# GOAL OF THE EXERCISE:
Swap each "quickstart" in the lines below for "tutorial", keeping everything else the same.

[Part of a data file]
start
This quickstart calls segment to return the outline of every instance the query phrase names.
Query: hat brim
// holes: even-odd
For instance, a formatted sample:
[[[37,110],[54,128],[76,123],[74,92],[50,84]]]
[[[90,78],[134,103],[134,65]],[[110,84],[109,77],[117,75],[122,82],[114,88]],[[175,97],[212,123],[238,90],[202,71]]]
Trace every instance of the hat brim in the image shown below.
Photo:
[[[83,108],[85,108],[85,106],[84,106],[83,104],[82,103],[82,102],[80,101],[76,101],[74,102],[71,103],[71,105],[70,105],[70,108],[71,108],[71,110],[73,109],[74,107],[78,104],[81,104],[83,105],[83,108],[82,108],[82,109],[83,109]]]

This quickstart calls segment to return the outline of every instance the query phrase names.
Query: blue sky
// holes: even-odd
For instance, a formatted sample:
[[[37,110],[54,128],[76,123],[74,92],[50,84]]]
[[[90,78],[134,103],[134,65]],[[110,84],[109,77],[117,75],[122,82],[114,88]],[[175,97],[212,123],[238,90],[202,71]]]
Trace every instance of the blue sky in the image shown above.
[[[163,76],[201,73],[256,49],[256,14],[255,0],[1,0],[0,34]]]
end
# CORRECT RESULT:
This tutorial calls segment to return the outline of every instance the query phrase names.
Query: hat brim
// holes: even-odd
For instance, a formatted sample:
[[[37,110],[54,128],[76,123],[74,92],[50,84]]]
[[[90,78],[134,103],[134,65]],[[110,84],[109,77],[117,75],[122,82],[114,88]],[[175,97],[212,123],[238,90],[202,71]]]
Trace every instance of the hat brim in the image shown below.
Photo:
[[[83,108],[85,108],[85,106],[84,106],[83,104],[82,103],[82,102],[80,101],[76,101],[74,102],[71,103],[71,105],[70,105],[70,108],[71,108],[71,110],[73,109],[74,107],[78,104],[81,104],[83,105],[83,108],[82,108],[82,109],[83,109]]]

This tutorial calls segment to return the outline of every instance the query phrase names.
Query: blue sky
// holes: even-odd
For instance, a formatted sample:
[[[37,110],[54,128],[76,123],[74,92],[50,84]]]
[[[90,78],[134,103],[134,65]],[[110,84],[109,77],[117,75],[122,82],[114,88]],[[175,97],[212,123],[238,90],[202,71]]]
Trace every instance of the blue sky in the image shown above.
[[[163,76],[201,73],[256,49],[256,14],[255,0],[1,0],[0,34]]]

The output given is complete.